Will you print the material below without altering a single character?

• _Entries from a dataset_:
++++++++++

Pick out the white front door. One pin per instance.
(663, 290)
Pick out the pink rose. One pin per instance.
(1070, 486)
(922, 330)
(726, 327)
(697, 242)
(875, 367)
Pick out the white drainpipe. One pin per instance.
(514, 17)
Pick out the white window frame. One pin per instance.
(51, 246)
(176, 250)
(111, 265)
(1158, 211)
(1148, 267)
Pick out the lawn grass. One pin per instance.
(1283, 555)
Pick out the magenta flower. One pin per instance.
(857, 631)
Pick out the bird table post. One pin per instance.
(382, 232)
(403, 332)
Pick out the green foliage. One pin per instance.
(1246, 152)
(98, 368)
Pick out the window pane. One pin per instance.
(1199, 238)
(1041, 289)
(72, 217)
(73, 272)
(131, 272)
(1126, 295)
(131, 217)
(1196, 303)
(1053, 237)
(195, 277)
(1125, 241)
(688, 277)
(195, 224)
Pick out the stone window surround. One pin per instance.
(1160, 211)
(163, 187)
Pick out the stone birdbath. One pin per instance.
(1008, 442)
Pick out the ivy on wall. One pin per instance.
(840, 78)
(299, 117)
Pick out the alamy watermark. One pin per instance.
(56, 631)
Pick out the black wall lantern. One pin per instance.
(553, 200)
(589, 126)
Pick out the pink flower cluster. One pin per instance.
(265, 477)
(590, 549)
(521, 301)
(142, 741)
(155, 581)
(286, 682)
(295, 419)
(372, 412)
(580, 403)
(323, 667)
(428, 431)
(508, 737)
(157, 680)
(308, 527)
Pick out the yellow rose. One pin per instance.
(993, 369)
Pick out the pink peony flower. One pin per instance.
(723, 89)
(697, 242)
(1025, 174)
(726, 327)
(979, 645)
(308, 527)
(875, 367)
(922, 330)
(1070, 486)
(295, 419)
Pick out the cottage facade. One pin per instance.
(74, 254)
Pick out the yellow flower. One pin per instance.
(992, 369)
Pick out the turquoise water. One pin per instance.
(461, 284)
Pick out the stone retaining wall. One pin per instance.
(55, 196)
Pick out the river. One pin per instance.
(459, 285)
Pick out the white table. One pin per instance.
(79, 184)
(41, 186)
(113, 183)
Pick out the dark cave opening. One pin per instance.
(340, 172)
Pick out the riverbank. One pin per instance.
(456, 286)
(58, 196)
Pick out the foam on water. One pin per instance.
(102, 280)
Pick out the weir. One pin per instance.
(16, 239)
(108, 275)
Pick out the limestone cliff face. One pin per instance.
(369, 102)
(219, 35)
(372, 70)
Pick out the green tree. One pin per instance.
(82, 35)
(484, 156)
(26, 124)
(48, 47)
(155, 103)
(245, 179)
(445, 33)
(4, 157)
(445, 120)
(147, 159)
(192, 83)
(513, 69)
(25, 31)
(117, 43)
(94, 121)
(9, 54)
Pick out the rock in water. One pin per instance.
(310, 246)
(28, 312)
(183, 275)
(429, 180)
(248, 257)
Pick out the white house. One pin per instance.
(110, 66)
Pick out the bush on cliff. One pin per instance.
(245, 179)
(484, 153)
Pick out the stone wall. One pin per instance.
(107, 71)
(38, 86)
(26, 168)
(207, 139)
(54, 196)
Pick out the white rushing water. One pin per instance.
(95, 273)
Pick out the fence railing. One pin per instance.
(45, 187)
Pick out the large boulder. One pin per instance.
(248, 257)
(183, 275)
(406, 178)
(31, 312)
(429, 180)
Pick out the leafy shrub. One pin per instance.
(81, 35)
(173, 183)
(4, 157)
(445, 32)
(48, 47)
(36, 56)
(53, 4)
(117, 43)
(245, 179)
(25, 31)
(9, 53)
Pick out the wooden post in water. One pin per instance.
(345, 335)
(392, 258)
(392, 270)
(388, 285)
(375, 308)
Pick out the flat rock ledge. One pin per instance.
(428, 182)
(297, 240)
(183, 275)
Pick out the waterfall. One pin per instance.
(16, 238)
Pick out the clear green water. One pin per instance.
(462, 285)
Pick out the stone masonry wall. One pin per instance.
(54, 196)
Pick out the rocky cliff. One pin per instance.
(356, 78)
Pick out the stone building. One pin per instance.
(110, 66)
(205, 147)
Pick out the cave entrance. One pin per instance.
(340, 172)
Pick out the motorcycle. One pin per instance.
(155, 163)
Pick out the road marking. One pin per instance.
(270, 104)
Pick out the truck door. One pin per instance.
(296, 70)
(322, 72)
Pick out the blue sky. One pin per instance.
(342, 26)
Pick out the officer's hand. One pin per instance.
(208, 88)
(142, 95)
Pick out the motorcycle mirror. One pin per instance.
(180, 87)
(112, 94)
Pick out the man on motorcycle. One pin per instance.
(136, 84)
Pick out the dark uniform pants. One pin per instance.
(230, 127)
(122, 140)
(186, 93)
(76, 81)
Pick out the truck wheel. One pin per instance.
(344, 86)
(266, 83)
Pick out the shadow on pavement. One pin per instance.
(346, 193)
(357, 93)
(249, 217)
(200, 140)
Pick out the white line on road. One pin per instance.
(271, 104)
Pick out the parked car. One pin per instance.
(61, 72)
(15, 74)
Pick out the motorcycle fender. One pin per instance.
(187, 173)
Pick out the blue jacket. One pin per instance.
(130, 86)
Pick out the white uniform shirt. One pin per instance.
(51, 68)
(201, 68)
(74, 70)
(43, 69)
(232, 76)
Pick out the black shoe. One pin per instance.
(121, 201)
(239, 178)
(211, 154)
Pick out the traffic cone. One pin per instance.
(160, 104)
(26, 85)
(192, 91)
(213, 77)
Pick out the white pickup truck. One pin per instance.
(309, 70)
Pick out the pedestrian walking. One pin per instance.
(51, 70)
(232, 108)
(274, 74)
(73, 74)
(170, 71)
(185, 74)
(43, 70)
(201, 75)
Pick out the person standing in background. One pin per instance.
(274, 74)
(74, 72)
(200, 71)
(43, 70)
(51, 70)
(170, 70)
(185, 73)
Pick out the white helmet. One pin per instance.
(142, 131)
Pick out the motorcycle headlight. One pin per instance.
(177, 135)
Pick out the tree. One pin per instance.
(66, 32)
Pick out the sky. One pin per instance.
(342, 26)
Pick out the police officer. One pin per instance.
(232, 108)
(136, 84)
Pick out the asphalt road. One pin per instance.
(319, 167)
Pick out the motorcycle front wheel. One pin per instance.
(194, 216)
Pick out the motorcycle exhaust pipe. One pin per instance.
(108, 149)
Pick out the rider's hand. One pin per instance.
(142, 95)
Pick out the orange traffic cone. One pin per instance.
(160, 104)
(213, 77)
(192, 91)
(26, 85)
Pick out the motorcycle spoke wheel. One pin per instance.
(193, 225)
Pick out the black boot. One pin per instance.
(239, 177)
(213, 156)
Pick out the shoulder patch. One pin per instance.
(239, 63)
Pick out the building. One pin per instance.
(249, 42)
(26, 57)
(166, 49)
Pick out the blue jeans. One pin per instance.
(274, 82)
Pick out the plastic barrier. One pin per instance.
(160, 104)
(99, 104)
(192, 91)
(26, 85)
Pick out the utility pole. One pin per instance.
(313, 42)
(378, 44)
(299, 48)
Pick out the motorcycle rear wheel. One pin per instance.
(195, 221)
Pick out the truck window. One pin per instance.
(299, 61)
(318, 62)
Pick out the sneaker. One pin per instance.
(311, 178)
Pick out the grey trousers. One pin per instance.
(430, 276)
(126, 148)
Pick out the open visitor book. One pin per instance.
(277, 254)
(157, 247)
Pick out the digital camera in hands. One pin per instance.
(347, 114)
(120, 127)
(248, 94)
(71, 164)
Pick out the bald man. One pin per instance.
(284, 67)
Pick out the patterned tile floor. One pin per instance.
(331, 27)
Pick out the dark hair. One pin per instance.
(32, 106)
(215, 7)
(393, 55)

++++++++++

• _Written response_:
Pick out the white front door. One pin per instance.
(663, 290)
Pick out the pink rose. One pin per instance.
(1070, 486)
(922, 330)
(726, 327)
(697, 242)
(875, 367)
Pick out the white drainpipe. One pin per instance.
(514, 17)
Pick out the white window frame. One pin per instance.
(51, 246)
(176, 250)
(111, 265)
(1158, 211)
(1148, 267)
Pick out the lawn grass. One pin per instance.
(1283, 555)
Pick out the magenta flower. One pin per instance.
(857, 631)
Pick out the bird table post. One pin per instance.
(382, 232)
(403, 332)
Pick out the green foliage. One pin per instance.
(1246, 152)
(98, 368)
Pick out the window pane. One pin per instance.
(1199, 238)
(1041, 289)
(72, 217)
(73, 272)
(131, 272)
(1126, 295)
(131, 217)
(1196, 303)
(1053, 237)
(195, 277)
(1125, 241)
(688, 277)
(195, 224)
Pick out the stone window surround. One pin per instance.
(1160, 211)
(163, 187)
Pick out the stone birdbath. One pin per instance.
(1008, 442)
Pick out the ivy on wall. One pin per instance.
(840, 78)
(299, 117)
Pick out the alamy watermark. One pin per instance.
(56, 631)
Pick out the black wall lantern. One pin per instance.
(553, 200)
(589, 126)
Pick out the pink flower cluster. One pin per instance.
(265, 477)
(590, 549)
(521, 301)
(142, 741)
(155, 581)
(286, 682)
(295, 419)
(372, 412)
(580, 403)
(323, 667)
(428, 431)
(508, 737)
(157, 680)
(308, 527)
Pick out the yellow rose. One pin per instance.
(993, 369)
Pick out the pink peony flower. One pin per instance.
(723, 89)
(697, 242)
(1025, 174)
(726, 327)
(979, 645)
(308, 527)
(875, 367)
(922, 330)
(1070, 486)
(295, 419)
Pick out the cottage facade. One pin per instance.
(74, 254)
Pick out the yellow flower. One pin per instance.
(992, 369)
Pick out the turquoise water. One pin per instance.
(461, 284)
Pick out the stone retaining wall. One pin per instance.
(55, 196)
Pick out the river. One pin per instance.
(459, 285)
Pick out the white table. One pin per instance.
(79, 184)
(41, 186)
(113, 183)
Pick out the dark cave opening. One pin per instance.
(340, 172)
Pick out the riverbank. One pin per instance.
(456, 286)
(58, 196)
Pick out the foam on water. One pin per instance.
(102, 280)
Pick out the weir. One pin per instance.
(16, 239)
(108, 275)
Pick out the limestone cliff face. One pin per instance.
(369, 102)
(219, 35)
(372, 70)
Pick out the green tree. One pin per instance.
(82, 35)
(484, 156)
(26, 124)
(48, 47)
(155, 103)
(245, 179)
(445, 33)
(4, 157)
(445, 120)
(147, 159)
(192, 83)
(513, 69)
(25, 31)
(117, 43)
(94, 121)
(9, 54)
Pick out the rock in water. One pin per instance.
(310, 246)
(28, 312)
(183, 275)
(429, 180)
(248, 257)
Pick out the white house. One pin per instance.
(110, 66)
Pick out the bush on cliff. One pin per instance.
(245, 179)
(484, 153)
Pick out the stone wall. One pin per instance.
(107, 71)
(38, 86)
(26, 168)
(207, 139)
(54, 196)
Pick out the white rushing water. One pin per instance.
(95, 273)
Pick out the fence railing. One pin per instance.
(45, 187)
Pick out the large boulder. One pin per instance.
(248, 257)
(183, 275)
(406, 178)
(31, 312)
(429, 180)
Pick out the leafy shrub. One pin per instance.
(81, 35)
(173, 183)
(4, 157)
(445, 32)
(48, 47)
(36, 56)
(53, 4)
(117, 43)
(245, 179)
(25, 31)
(9, 53)
Pick out the wooden post in water. One pin per instance.
(345, 335)
(392, 258)
(392, 270)
(388, 285)
(375, 308)
Pick out the flat rock ledge. One pin per instance.
(428, 182)
(297, 240)
(183, 275)
Pick out the waterfall. One pin per instance.
(16, 238)
Pick out the clear green water. One pin per instance.
(462, 285)
Pick out the stone masonry wall. One pin per instance.
(54, 196)
Pick out the rocky cliff. One pin per instance.
(356, 78)
Pick out the stone building. One pin per instance.
(110, 66)
(205, 147)
Pick out the cave entrance. One pin per instance.
(340, 172)
Pick out the motorcycle. One pin per instance.
(155, 163)
Pick out the road marking. One pin per instance.
(270, 104)
Pick out the truck door. One pin per instance.
(296, 70)
(322, 72)
Pick out the blue sky. One pin per instance.
(342, 26)
Pick out the officer's hand. One pin per instance.
(208, 88)
(142, 95)
Pick out the motorcycle mirror. One pin per instance.
(180, 87)
(112, 94)
Pick out the man on motorcycle. One pin per instance.
(136, 84)
Pick out the dark uniform pants. One pin per instance.
(230, 127)
(122, 140)
(186, 93)
(76, 81)
Pick out the truck wheel. One pin per instance.
(344, 86)
(266, 83)
Pick out the shadow on pavement. One pin per instance.
(346, 193)
(357, 93)
(249, 217)
(200, 140)
Pick out the white line on road. One pin per instance.
(271, 104)
Pick out the parked car. One pin per instance.
(61, 72)
(15, 74)
Pick out the motorcycle fender. One pin per instance.
(187, 173)
Pick out the blue jacket. One pin per instance.
(130, 86)
Pick out the white uniform shirt. One pin per instance.
(51, 68)
(201, 68)
(74, 70)
(43, 69)
(232, 76)
Pick out the black shoe. One pin per instance.
(121, 201)
(239, 178)
(211, 154)
Pick out the traffic cone. One pin per instance.
(160, 104)
(26, 85)
(192, 91)
(213, 77)
Pick out the white pickup truck. One pin per instance.
(309, 70)
Pick out the pedestrian walking. One pin per instance.
(51, 70)
(232, 108)
(274, 74)
(73, 74)
(170, 71)
(185, 74)
(43, 70)
(201, 75)
Pick out the person standing in background. One pin per instance.
(274, 74)
(74, 72)
(200, 71)
(43, 70)
(51, 70)
(170, 70)
(185, 73)
Pick out the white helmet. One pin per instance.
(142, 131)
Pick out the motorcycle headlight. One pin per instance.
(177, 135)
Pick out the tree. One pin per instance.
(66, 32)
Pick out the sky. One pin per instance.
(342, 26)
Pick out the police officer. One pin per instance.
(232, 108)
(136, 84)
Pick out the asphalt road. One pin per instance.
(319, 167)
Pick out the motorcycle front wheel. One pin per instance.
(194, 216)
Pick out the motorcycle exhaust pipe. One pin per instance.
(108, 149)
Pick out the rider's hand. One pin per instance.
(142, 95)
Pick out the orange traffic cone. One pin per instance.
(160, 104)
(213, 77)
(192, 91)
(26, 85)
Pick out the motorcycle spoke wheel. One pin per instance.
(193, 225)
Pick out the black boot. One pin per instance.
(239, 177)
(213, 156)
Pick out the shoulder patch. One pin per instance.
(239, 63)
Pick out the building. One pin per instance.
(249, 42)
(26, 57)
(166, 49)
Pick out the blue jeans. One pin per instance.
(274, 82)
Pick out the plastic barrier. One pin per instance.
(160, 104)
(99, 104)
(192, 91)
(26, 85)
Pick out the utility pole. One pin per instance.
(313, 42)
(378, 44)
(299, 48)
Pick out the motorcycle rear wheel. One pin per instance.
(195, 221)
Pick out the truck window. One pin per instance.
(299, 61)
(318, 62)
Pick out the sneaker. One pin per instance.
(311, 178)
Pick out the grey trousers. One pin per instance.
(430, 276)
(126, 148)
Pick out the open visitor book. One pin per instance.
(277, 254)
(157, 247)
Pick out the digital camera in hands. One pin per instance.
(347, 114)
(120, 127)
(248, 94)
(71, 164)
Pick out the bald man. One pin per instance.
(284, 67)
Pick out the patterned tile floor. One pin per instance.
(331, 27)
Pick out the dark hair. One pin per instance.
(32, 106)
(215, 7)
(393, 55)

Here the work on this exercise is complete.